(Natural-language object grounding data)
******************************
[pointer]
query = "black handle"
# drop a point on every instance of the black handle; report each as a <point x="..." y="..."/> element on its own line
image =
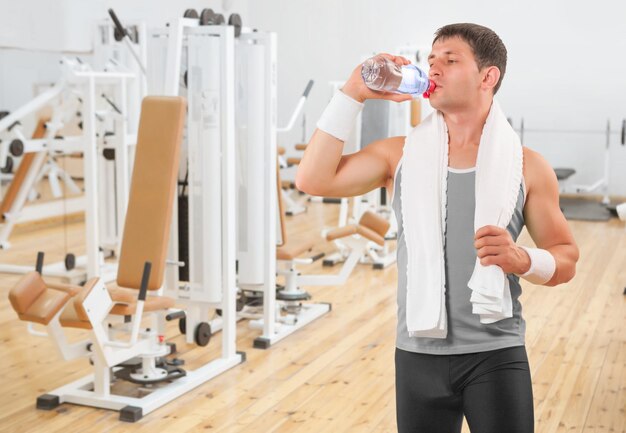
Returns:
<point x="39" y="265"/>
<point x="147" y="267"/>
<point x="176" y="315"/>
<point x="308" y="88"/>
<point x="117" y="22"/>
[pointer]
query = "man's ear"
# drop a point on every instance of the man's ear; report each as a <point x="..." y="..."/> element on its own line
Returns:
<point x="491" y="75"/>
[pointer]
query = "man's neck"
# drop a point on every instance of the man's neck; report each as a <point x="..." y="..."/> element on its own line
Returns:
<point x="465" y="127"/>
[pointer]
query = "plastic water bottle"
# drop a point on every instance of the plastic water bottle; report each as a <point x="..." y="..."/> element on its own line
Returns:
<point x="382" y="74"/>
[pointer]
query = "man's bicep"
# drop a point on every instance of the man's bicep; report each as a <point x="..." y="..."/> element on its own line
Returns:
<point x="546" y="223"/>
<point x="363" y="171"/>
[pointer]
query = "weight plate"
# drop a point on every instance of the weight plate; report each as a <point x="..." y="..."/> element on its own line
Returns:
<point x="190" y="13"/>
<point x="207" y="17"/>
<point x="203" y="334"/>
<point x="235" y="20"/>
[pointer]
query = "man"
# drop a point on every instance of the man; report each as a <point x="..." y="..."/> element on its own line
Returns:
<point x="480" y="369"/>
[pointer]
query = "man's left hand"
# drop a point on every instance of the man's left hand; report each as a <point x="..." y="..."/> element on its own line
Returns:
<point x="495" y="246"/>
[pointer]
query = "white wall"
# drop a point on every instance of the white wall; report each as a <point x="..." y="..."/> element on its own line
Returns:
<point x="34" y="34"/>
<point x="566" y="67"/>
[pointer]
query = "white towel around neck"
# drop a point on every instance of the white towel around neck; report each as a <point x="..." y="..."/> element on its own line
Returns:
<point x="424" y="193"/>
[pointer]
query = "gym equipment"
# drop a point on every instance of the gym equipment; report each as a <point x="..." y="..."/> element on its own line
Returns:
<point x="107" y="102"/>
<point x="235" y="21"/>
<point x="583" y="209"/>
<point x="208" y="17"/>
<point x="104" y="202"/>
<point x="294" y="207"/>
<point x="205" y="239"/>
<point x="143" y="248"/>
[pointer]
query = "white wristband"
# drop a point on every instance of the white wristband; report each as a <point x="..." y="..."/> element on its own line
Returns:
<point x="542" y="266"/>
<point x="339" y="116"/>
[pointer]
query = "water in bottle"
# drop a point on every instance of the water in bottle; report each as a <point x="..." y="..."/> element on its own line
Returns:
<point x="382" y="74"/>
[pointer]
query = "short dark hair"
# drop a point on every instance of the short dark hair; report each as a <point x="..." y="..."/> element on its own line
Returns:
<point x="488" y="48"/>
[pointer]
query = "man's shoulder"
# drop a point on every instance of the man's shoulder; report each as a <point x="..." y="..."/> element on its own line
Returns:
<point x="537" y="170"/>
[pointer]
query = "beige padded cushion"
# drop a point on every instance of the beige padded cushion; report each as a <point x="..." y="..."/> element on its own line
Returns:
<point x="32" y="300"/>
<point x="69" y="318"/>
<point x="74" y="315"/>
<point x="70" y="289"/>
<point x="292" y="249"/>
<point x="152" y="191"/>
<point x="26" y="291"/>
<point x="354" y="229"/>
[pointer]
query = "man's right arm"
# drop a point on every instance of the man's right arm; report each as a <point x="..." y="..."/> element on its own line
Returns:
<point x="325" y="171"/>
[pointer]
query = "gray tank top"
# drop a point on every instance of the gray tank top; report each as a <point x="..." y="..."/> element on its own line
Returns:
<point x="465" y="332"/>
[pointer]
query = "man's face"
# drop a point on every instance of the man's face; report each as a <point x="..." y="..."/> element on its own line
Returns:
<point x="454" y="70"/>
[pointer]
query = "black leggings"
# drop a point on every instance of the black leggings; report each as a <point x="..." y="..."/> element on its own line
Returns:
<point x="492" y="389"/>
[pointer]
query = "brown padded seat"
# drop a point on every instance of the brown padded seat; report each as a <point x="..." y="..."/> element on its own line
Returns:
<point x="126" y="300"/>
<point x="149" y="213"/>
<point x="34" y="302"/>
<point x="371" y="226"/>
<point x="75" y="316"/>
<point x="152" y="191"/>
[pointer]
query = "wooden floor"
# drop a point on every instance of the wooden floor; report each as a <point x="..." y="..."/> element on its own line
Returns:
<point x="337" y="375"/>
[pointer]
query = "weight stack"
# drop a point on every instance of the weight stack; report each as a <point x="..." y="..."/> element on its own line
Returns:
<point x="183" y="236"/>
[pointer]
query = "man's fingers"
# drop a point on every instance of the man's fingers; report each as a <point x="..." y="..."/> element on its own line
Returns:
<point x="490" y="251"/>
<point x="488" y="231"/>
<point x="491" y="240"/>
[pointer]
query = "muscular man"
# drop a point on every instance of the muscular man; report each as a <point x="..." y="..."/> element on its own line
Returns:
<point x="479" y="370"/>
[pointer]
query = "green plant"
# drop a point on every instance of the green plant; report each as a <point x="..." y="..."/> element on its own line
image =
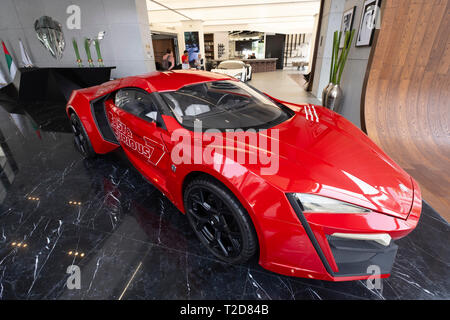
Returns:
<point x="338" y="61"/>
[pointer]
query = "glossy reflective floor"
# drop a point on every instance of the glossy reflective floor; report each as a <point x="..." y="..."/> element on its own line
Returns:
<point x="133" y="244"/>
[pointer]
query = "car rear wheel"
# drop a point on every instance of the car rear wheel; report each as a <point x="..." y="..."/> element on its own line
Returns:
<point x="80" y="137"/>
<point x="220" y="221"/>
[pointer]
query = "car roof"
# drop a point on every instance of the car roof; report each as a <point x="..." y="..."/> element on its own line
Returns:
<point x="172" y="80"/>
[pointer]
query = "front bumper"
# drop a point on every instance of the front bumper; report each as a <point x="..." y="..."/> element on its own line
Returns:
<point x="361" y="257"/>
<point x="327" y="257"/>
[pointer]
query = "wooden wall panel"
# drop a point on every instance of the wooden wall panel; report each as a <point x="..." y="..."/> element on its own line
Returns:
<point x="407" y="98"/>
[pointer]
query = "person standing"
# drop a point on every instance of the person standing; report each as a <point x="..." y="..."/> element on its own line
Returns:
******************************
EXERCISE DESCRIPTION - Your reply should be the entries copied exactly, with all images omitted.

EXERCISE RESULT -
[pointer]
query = "black handle"
# drop a point on every instance of the black handle; report each as a <point x="..." y="..."/> element on its own line
image =
Returns:
<point x="39" y="265"/>
<point x="147" y="267"/>
<point x="176" y="315"/>
<point x="308" y="88"/>
<point x="117" y="22"/>
[pointer]
query = "man's ear"
# drop a point on every instance of the man's ear; report each as a <point x="..." y="..."/> element on its own line
Returns:
<point x="491" y="75"/>
[pointer]
query = "man's neck"
# drop a point on every instance of the man's neck; report each as a <point x="..." y="..."/> element on its own line
Returns:
<point x="465" y="127"/>
[pointer]
query = "plastic water bottle"
# drop a point on every instance of the plastic water bottle; report each as a <point x="..." y="..."/> element on its own line
Returns:
<point x="382" y="74"/>
[pointer]
query = "man's bicep"
# drop a point on every instance of the man's bicep; report each as a <point x="..." y="..."/> element on its own line
Returns:
<point x="546" y="223"/>
<point x="363" y="171"/>
[pointer]
query = "weight plate"
# drop a point on every instance of the weight plate; report each as a <point x="..." y="..."/> element on its own line
Returns:
<point x="190" y="13"/>
<point x="207" y="17"/>
<point x="203" y="334"/>
<point x="235" y="20"/>
[pointer]
query = "man"
# drop a point on every instance of the man; report each as a <point x="..." y="..."/> element on its own line
Returns:
<point x="480" y="369"/>
[pointer]
query = "man's left hand"
# drop a point on every instance of the man's left hand; report each as a <point x="..." y="..."/> element on its own line
Returns:
<point x="495" y="246"/>
[pointer]
query = "white wall"
# drop a point on every instance of the white wall; report each as a <point x="..." y="..."/> element on its own line
Returns:
<point x="34" y="34"/>
<point x="566" y="67"/>
[pointer]
query = "white towel around neck"
# drop a point on every instance of the white towel around neck; report each as a <point x="..." y="..."/> element on its own line
Returns:
<point x="424" y="193"/>
[pointer]
query = "gym equipment"
# drop a point on every instance of the gym equipment; report each as a <point x="..." y="..."/> element on its own line
Returns:
<point x="107" y="102"/>
<point x="235" y="21"/>
<point x="583" y="209"/>
<point x="208" y="17"/>
<point x="104" y="202"/>
<point x="294" y="207"/>
<point x="205" y="239"/>
<point x="143" y="248"/>
[pointer]
query = "white wristband"
# drop a point on every instance of the white wristband; report each as a <point x="..." y="..."/> element on its own line
Returns:
<point x="542" y="266"/>
<point x="339" y="116"/>
[pointer]
query = "water in bottle"
# drop a point on every instance of the water in bottle; report each as a <point x="..." y="..."/> element on its own line
Returns:
<point x="382" y="74"/>
[pointer]
query = "short dark hair"
# drop a point on every instance of the short dark hair; report each as a <point x="..." y="..."/> element on its own line
Returns:
<point x="488" y="48"/>
[pointer]
query = "man's shoulder"
# drop a point on every instance of the man's shoulder; report each as a <point x="..." y="..."/> element on its own line
Returns:
<point x="537" y="170"/>
[pointer]
query = "beige padded cushion"
# drop a point on every instance of the beige padded cushion; report each as a <point x="..." y="..."/> element on its own line
Returns:
<point x="32" y="300"/>
<point x="69" y="318"/>
<point x="74" y="315"/>
<point x="70" y="289"/>
<point x="292" y="249"/>
<point x="152" y="191"/>
<point x="26" y="291"/>
<point x="354" y="229"/>
[pointer]
query = "man's right arm"
# drop a point on every instance of the man's right arm; report each as a <point x="..." y="..."/> element on its own line
Returns:
<point x="325" y="171"/>
[pointer]
query = "gray tank top"
# drop a point on every instance of the gray tank top; report each as a <point x="..." y="..."/> element on its own line
Returns:
<point x="465" y="332"/>
[pointer]
query = "man's face"
# drop a point on every instance of the man's face; report each as a <point x="..." y="..."/> element on its own line
Returns:
<point x="454" y="70"/>
[pointer]
query = "black leggings"
# drop a point on every instance of the black leggings; report each as a <point x="..." y="..."/> element on its own line
Returns:
<point x="492" y="389"/>
[pointer]
query = "brown padded seat"
# drop a point on every instance of the brown padded seat; report each as a <point x="..." y="..."/> element on its own line
Returns:
<point x="126" y="300"/>
<point x="149" y="213"/>
<point x="34" y="302"/>
<point x="371" y="226"/>
<point x="75" y="316"/>
<point x="152" y="191"/>
[pointer]
query = "wooden floor"
# drop a point on every instance of the wooden floor; report each as a <point x="..." y="..."/> element on its own line
Returns:
<point x="337" y="375"/>
[pointer]
query = "weight stack"
# drop a point on every instance of the weight stack; report each as a <point x="..." y="..."/> element on its own line
Returns:
<point x="183" y="236"/>
[pointer]
query = "man's fingers"
# drop a point on every instance of the man's fingers; report each as a <point x="..." y="..."/> element on its own line
Returns:
<point x="490" y="251"/>
<point x="488" y="231"/>
<point x="491" y="240"/>
[pointer]
query = "muscular man"
# drop a point on every instance of the muscular man; report each as a <point x="..." y="..."/> element on its own line
Returns:
<point x="479" y="370"/>
[pointer]
query = "green plant"
# drop a point on every instance of the green plant; report each as a <point x="..." y="..."/> element on its own line
image =
Returns:
<point x="338" y="61"/>
[pointer]
query = "glossy reflective floor"
# drop a point on every instance of the glossy reflective floor; report each as a <point x="..." y="..."/> element on its own line
Returns:
<point x="133" y="244"/>
[pointer]
query = "car rear wheel"
# drop a point on every instance of the car rear wheel; report each as a <point x="..." y="..."/> element on its own line
Returns:
<point x="80" y="137"/>
<point x="220" y="221"/>
[pointer]
query = "car roof"
# drop a point on every instance of the car roof; report each as a <point x="..." y="..."/> element on its own line
Returns:
<point x="172" y="80"/>
[pointer]
query = "front bumper"
# drop a point on every instance of the front bumper; report each as a <point x="..." y="..."/> element on its own line
Returns:
<point x="361" y="257"/>
<point x="327" y="257"/>
[pointer]
query = "wooden wall panel"
# drop a point on every instance of the wooden wall panel; report each as a <point x="..." y="..."/> element on its own line
Returns:
<point x="407" y="98"/>
[pointer]
query = "person standing"
# drop a point on every instance of the person standing; report each as a <point x="..." y="..."/> element on its own line
Returns:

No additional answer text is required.